• _Perintah Soal_
Jawab tiga pertanyaan berikut berdasarkan artikel tentang peringatan Sarah Gilbert soal infeksi zoonosis.
(a) Di universitas mana Sarah Gilbert terlibat dalam pembuatan vaksin Covid-19?
(b) Menurut konsensus yang disebut dalam artikel, dari hewan apa Covid-19 berasal sebelum melompat ke hewan lain?
(c) Berapa jumlah orang di seluruh dunia yang nyawanya telah direnggut Covid-19?

• _Teks_
---*---

Suara.com - Salah satu ilmuwan yang terlibat dalam pembuatan vaksin virus Corona (Covid-19) di Universitas Oxford, Sarah Gilbert, memperingatkan lebih banyak virus akan berpindah dari hewan ke manusia, dalam waktu dekat karena gaya hidup modern.
Profesor Gilbert mengatakan, perjalanan global dan populasi yang terus bertambah, meningkatkan risiko wabah infeksi zoonosis.
Penyakit yang ditularkan oleh hewan menjadi lebih umum dalam beberapa tahun terakhir karena pertanian intensif untuk daging dan penggundulan hutan, yang membuat hewan lebih dekat satu sama lain dan dengan manusia.
Profesor Gilbert menyebut, pandemi saat ini menyoroti bagaimana perjalanan internasional memperburuk penyebaran virus ini dan populasi yang lebih besar membuat virus lebih sulit diberantas.
Baca Juga: Ilmuwan Pertanyakan dari Mana Asal Air di Bumi
Asal pasti Covid-19 saat ini tidak diketahui, tetapi konsensusnya adalah itu berasal dari kelelawar sebelum melompat ke hewan lain, yang kemudian menularkannya kepada manusia.
"Karena hal-hal yang terjadi di dunia, kemungkinan besar kita akan mengalami infeksi zoonosis yang menyebabkan wabah di masa depan," kata Profesor Gilbert, seperti dikutip Dailymail, Selasa (1/9/2020).
Menurutnya, kepadatan populasi lebih besar, perjalanan lebih banyak, penggundulan hutan, semua hal itu membuat kemungkinan besar wabah seperti ini akan terjadi lagi dan suatu saat akan menyebar.
Covid-19 telah terbukti menjadi penyakit zoonosis paling mematikan dan menular, yang telah merenggut nyawa 850.000 orang di seluruh dunia dan menginfeksi lebih dari 25 juta orang.

---*---

[Entri data tersimpan]
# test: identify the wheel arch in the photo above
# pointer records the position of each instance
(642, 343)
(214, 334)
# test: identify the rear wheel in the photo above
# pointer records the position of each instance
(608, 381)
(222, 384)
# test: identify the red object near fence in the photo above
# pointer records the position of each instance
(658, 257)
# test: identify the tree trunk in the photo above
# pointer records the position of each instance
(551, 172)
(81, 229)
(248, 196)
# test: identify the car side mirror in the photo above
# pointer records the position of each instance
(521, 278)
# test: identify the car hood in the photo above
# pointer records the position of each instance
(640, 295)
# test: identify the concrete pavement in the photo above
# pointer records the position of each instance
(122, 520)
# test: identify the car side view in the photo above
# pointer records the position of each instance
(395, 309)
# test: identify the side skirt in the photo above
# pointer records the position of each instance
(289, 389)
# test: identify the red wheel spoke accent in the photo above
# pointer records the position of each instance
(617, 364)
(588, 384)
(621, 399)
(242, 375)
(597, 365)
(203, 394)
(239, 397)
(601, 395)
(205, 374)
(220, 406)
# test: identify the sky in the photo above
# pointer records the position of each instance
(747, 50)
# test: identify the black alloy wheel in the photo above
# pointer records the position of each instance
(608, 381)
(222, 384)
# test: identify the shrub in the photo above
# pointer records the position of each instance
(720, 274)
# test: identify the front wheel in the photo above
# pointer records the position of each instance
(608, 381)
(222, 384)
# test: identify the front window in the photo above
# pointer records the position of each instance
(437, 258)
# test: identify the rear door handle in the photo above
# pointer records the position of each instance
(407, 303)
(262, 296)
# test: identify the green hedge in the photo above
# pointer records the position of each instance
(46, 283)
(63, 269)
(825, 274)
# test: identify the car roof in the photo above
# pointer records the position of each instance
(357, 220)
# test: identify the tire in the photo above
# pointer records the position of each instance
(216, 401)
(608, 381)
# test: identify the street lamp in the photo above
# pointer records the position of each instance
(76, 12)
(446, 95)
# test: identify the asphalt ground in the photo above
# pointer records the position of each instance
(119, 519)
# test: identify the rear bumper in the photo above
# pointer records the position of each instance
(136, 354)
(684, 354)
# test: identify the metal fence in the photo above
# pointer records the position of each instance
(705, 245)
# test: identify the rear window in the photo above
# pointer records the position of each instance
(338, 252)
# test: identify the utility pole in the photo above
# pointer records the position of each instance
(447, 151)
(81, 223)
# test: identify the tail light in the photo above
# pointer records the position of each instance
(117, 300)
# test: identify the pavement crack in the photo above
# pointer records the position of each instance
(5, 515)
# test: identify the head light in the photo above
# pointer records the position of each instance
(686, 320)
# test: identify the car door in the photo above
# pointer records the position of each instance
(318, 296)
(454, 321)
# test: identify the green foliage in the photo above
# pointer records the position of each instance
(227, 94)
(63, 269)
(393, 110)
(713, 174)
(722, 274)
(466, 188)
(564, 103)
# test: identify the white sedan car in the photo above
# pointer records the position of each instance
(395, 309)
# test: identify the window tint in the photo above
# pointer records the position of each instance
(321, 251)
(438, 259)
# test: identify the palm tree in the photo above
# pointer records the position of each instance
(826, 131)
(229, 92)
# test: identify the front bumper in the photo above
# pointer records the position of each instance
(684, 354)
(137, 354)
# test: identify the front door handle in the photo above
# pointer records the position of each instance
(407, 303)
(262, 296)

---*---

• _Jawaban Anda_
(a) Universitas Oxford.
(b) Kelelawar.
(c) 850.000 orang.